§ EXERCISE REQUIREMENTS: Copy out the records so that each line matches the original.

§ DATASET RECORDS:
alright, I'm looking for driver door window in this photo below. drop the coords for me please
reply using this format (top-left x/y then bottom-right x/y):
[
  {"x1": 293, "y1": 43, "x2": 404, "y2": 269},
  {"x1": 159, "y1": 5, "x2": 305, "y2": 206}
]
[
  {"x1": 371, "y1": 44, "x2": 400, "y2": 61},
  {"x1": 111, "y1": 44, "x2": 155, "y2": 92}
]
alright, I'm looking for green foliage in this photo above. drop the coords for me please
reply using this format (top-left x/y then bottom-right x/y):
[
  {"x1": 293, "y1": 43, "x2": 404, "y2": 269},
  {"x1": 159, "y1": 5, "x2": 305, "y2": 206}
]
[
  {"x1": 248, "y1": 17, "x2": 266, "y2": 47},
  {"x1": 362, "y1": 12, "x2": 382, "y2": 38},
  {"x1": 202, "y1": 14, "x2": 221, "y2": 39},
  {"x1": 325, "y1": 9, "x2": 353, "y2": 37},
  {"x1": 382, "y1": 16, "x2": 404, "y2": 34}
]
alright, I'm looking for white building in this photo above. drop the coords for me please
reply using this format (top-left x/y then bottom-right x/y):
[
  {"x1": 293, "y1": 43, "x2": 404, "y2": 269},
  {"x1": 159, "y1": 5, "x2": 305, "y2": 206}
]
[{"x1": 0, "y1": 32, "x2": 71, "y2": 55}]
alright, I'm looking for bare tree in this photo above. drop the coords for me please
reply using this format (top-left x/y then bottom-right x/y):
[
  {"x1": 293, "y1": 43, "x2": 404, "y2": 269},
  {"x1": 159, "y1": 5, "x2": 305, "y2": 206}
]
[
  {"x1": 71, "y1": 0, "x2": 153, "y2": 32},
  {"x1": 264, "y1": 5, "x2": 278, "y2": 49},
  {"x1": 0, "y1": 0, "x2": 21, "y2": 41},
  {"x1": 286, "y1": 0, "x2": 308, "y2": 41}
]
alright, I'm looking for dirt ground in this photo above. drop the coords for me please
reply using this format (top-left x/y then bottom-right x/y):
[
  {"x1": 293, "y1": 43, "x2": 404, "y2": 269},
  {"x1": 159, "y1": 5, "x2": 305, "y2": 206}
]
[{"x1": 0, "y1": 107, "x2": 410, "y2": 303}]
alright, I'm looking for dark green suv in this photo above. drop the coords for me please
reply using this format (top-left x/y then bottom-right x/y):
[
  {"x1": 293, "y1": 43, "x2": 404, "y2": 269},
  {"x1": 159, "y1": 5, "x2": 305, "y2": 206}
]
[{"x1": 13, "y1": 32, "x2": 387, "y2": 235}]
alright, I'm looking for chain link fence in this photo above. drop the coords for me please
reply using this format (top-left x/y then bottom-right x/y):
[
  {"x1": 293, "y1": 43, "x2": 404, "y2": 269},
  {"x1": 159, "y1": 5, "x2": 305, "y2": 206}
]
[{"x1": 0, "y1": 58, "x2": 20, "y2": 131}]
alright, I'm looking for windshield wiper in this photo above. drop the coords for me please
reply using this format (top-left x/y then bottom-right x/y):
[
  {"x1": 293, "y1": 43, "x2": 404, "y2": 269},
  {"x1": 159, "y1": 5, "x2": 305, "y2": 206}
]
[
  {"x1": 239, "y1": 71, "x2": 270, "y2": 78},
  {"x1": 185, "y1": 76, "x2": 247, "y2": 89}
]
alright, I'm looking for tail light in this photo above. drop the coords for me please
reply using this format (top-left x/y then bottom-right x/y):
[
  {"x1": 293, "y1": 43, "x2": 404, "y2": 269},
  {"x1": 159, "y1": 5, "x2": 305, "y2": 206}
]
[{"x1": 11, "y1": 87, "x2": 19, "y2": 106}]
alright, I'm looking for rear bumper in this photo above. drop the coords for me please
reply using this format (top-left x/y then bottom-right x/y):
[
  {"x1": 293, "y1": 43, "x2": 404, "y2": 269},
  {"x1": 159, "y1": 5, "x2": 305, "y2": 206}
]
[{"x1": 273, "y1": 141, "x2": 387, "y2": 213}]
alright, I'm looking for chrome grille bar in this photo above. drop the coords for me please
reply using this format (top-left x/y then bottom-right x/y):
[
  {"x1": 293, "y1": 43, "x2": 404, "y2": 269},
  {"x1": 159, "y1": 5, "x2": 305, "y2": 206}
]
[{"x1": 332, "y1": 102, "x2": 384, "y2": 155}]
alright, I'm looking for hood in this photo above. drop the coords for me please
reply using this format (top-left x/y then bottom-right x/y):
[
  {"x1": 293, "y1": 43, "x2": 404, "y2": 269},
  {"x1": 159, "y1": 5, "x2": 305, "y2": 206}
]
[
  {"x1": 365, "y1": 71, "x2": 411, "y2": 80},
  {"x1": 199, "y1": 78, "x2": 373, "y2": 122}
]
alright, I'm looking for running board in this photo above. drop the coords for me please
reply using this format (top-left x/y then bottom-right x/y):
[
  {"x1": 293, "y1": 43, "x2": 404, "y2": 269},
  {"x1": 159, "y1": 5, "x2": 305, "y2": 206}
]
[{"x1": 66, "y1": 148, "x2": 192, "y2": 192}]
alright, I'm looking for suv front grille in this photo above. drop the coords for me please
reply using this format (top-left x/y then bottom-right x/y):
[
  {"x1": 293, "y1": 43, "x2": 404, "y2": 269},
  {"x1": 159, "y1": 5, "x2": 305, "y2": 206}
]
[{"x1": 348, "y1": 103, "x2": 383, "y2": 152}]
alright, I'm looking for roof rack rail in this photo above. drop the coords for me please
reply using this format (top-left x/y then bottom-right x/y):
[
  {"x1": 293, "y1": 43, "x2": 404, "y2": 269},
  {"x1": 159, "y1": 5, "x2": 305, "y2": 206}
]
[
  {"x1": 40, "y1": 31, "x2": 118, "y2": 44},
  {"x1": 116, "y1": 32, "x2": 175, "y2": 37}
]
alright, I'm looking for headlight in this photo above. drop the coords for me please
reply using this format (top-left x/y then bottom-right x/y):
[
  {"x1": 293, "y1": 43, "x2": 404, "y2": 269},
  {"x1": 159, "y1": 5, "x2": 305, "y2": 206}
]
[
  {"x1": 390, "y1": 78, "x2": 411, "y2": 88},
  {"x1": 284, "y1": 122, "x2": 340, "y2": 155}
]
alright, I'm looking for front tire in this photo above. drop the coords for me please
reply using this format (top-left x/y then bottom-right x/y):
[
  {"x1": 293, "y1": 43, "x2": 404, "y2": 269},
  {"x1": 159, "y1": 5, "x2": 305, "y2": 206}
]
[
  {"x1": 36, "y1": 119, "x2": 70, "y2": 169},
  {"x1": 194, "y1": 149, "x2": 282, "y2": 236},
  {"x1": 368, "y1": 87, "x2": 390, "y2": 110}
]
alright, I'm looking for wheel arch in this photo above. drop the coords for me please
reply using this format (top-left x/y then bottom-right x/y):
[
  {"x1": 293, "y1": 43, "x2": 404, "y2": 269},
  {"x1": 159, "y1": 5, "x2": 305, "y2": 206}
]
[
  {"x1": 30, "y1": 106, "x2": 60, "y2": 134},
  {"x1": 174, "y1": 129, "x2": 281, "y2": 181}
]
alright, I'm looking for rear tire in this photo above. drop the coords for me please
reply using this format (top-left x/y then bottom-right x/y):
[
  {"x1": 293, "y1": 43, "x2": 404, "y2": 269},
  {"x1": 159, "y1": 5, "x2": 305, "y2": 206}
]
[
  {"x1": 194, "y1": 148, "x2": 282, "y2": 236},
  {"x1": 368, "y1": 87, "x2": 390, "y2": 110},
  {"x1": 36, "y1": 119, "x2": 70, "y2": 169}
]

§ RESPONSE TO THE EXERCISE:
alright, I'm looking for driver door window in this photo below. drop the coords for me please
reply using this format (top-left x/y then bottom-right x/y):
[
  {"x1": 293, "y1": 43, "x2": 404, "y2": 269},
  {"x1": 159, "y1": 5, "x2": 305, "y2": 206}
]
[
  {"x1": 371, "y1": 44, "x2": 400, "y2": 61},
  {"x1": 111, "y1": 44, "x2": 155, "y2": 92}
]
alright, I'm looking for green foliage in this photo above. drop the coords for me please
reply using this format (top-left x/y then bottom-right x/y):
[
  {"x1": 293, "y1": 43, "x2": 404, "y2": 269},
  {"x1": 159, "y1": 5, "x2": 305, "y2": 206}
]
[
  {"x1": 248, "y1": 17, "x2": 266, "y2": 47},
  {"x1": 362, "y1": 12, "x2": 382, "y2": 38},
  {"x1": 202, "y1": 14, "x2": 221, "y2": 39},
  {"x1": 325, "y1": 9, "x2": 353, "y2": 37},
  {"x1": 382, "y1": 16, "x2": 404, "y2": 34}
]
alright, I'm looking for white building in this photo above. drop the coords for me please
reply using this format (top-left x/y then bottom-right x/y):
[
  {"x1": 293, "y1": 43, "x2": 404, "y2": 269},
  {"x1": 159, "y1": 5, "x2": 305, "y2": 206}
]
[{"x1": 0, "y1": 32, "x2": 71, "y2": 55}]
alright, I'm looking for bare tree in this photo above. drop the coords for me please
reply using this format (top-left x/y then bottom-right x/y):
[
  {"x1": 293, "y1": 43, "x2": 404, "y2": 269},
  {"x1": 159, "y1": 5, "x2": 305, "y2": 206}
]
[
  {"x1": 71, "y1": 0, "x2": 153, "y2": 32},
  {"x1": 264, "y1": 5, "x2": 278, "y2": 49},
  {"x1": 0, "y1": 0, "x2": 21, "y2": 41},
  {"x1": 286, "y1": 0, "x2": 308, "y2": 41}
]
alright, I'm looking for dirt ground in this photo above. drop the coords for me please
reply using this format (top-left x/y then bottom-right x/y):
[
  {"x1": 293, "y1": 43, "x2": 404, "y2": 269},
  {"x1": 159, "y1": 5, "x2": 305, "y2": 206}
]
[{"x1": 0, "y1": 107, "x2": 410, "y2": 303}]
alright, I'm looking for dark green suv in this photo above. drop the coords for me please
reply using this format (top-left x/y then bottom-right x/y):
[
  {"x1": 293, "y1": 43, "x2": 404, "y2": 269},
  {"x1": 159, "y1": 5, "x2": 305, "y2": 206}
]
[{"x1": 13, "y1": 32, "x2": 387, "y2": 235}]
alright, I'm looking for chain link fence in this photo above. drop the coords for me please
reply using this format (top-left x/y then bottom-right x/y):
[
  {"x1": 293, "y1": 43, "x2": 404, "y2": 269},
  {"x1": 159, "y1": 5, "x2": 305, "y2": 206}
]
[{"x1": 0, "y1": 58, "x2": 20, "y2": 131}]
alright, I'm looking for windshield wiper in this photo above. drop the coords for me please
reply using this format (top-left x/y then bottom-right x/y):
[
  {"x1": 293, "y1": 43, "x2": 404, "y2": 269},
  {"x1": 159, "y1": 5, "x2": 305, "y2": 206}
]
[
  {"x1": 239, "y1": 71, "x2": 270, "y2": 78},
  {"x1": 185, "y1": 76, "x2": 247, "y2": 89}
]
alright, I'm looking for tail light in this photo above. drop the coords for me please
reply using this format (top-left x/y then bottom-right x/y):
[
  {"x1": 293, "y1": 43, "x2": 404, "y2": 269},
  {"x1": 159, "y1": 5, "x2": 305, "y2": 206}
]
[{"x1": 11, "y1": 87, "x2": 19, "y2": 106}]
alright, I'm looking for rear bumper in this photo above. drop the coords for me please
reply using this format (top-left x/y then bottom-right x/y):
[
  {"x1": 293, "y1": 43, "x2": 404, "y2": 269},
  {"x1": 159, "y1": 5, "x2": 305, "y2": 206}
]
[{"x1": 273, "y1": 141, "x2": 387, "y2": 213}]
alright, I'm looking for chrome grille bar in this photo above. drop the coords for me please
reply using this format (top-left x/y then bottom-right x/y):
[
  {"x1": 293, "y1": 43, "x2": 404, "y2": 269},
  {"x1": 159, "y1": 5, "x2": 305, "y2": 206}
]
[{"x1": 332, "y1": 102, "x2": 384, "y2": 155}]
alright, I'm looking for hood in this photo above. drop the coords for me please
reply using this format (top-left x/y then bottom-right x/y):
[
  {"x1": 293, "y1": 43, "x2": 404, "y2": 269},
  {"x1": 159, "y1": 5, "x2": 305, "y2": 206}
]
[
  {"x1": 365, "y1": 71, "x2": 411, "y2": 80},
  {"x1": 199, "y1": 78, "x2": 373, "y2": 122}
]
alright, I'm looking for running board in this photo above. drop the coords for me please
reply using this format (top-left x/y then bottom-right x/y):
[
  {"x1": 293, "y1": 43, "x2": 404, "y2": 269},
  {"x1": 159, "y1": 5, "x2": 305, "y2": 206}
]
[{"x1": 66, "y1": 148, "x2": 192, "y2": 192}]
alright, I'm looking for suv front grille in this photo above. drop the coords for me please
reply using this format (top-left x/y then bottom-right x/y):
[
  {"x1": 293, "y1": 43, "x2": 404, "y2": 269},
  {"x1": 159, "y1": 5, "x2": 305, "y2": 206}
]
[{"x1": 348, "y1": 103, "x2": 383, "y2": 152}]
alright, I'm looking for roof rack rail in this photo above. drop the coords for me please
reply using this format (top-left x/y then bottom-right x/y):
[
  {"x1": 293, "y1": 43, "x2": 404, "y2": 269},
  {"x1": 159, "y1": 5, "x2": 305, "y2": 206}
]
[
  {"x1": 40, "y1": 31, "x2": 118, "y2": 44},
  {"x1": 116, "y1": 32, "x2": 175, "y2": 37}
]
alright, I'm looking for headlight in this photo above. drop the coords for me please
reply using this format (top-left x/y then bottom-right x/y):
[
  {"x1": 293, "y1": 43, "x2": 404, "y2": 269},
  {"x1": 159, "y1": 5, "x2": 305, "y2": 206}
]
[
  {"x1": 390, "y1": 78, "x2": 411, "y2": 88},
  {"x1": 284, "y1": 122, "x2": 340, "y2": 155}
]
alright, I'm looking for front tire in this photo above. drop the coords for me please
reply using this format (top-left x/y then bottom-right x/y):
[
  {"x1": 293, "y1": 43, "x2": 404, "y2": 269},
  {"x1": 159, "y1": 5, "x2": 305, "y2": 206}
]
[
  {"x1": 36, "y1": 119, "x2": 70, "y2": 169},
  {"x1": 194, "y1": 149, "x2": 282, "y2": 236},
  {"x1": 368, "y1": 87, "x2": 390, "y2": 110}
]
alright, I'm looking for wheel arch in this photo above. drop the coords for me please
reply using this format (top-left x/y then bottom-right x/y):
[
  {"x1": 293, "y1": 43, "x2": 404, "y2": 269},
  {"x1": 159, "y1": 5, "x2": 305, "y2": 206}
]
[
  {"x1": 30, "y1": 106, "x2": 60, "y2": 134},
  {"x1": 174, "y1": 129, "x2": 281, "y2": 181}
]
alright, I'm looking for rear tire in this photo above. drop the coords for me please
reply using this format (top-left x/y then bottom-right x/y):
[
  {"x1": 293, "y1": 43, "x2": 404, "y2": 269},
  {"x1": 159, "y1": 5, "x2": 305, "y2": 206}
]
[
  {"x1": 194, "y1": 148, "x2": 282, "y2": 236},
  {"x1": 368, "y1": 87, "x2": 390, "y2": 110},
  {"x1": 36, "y1": 119, "x2": 70, "y2": 169}
]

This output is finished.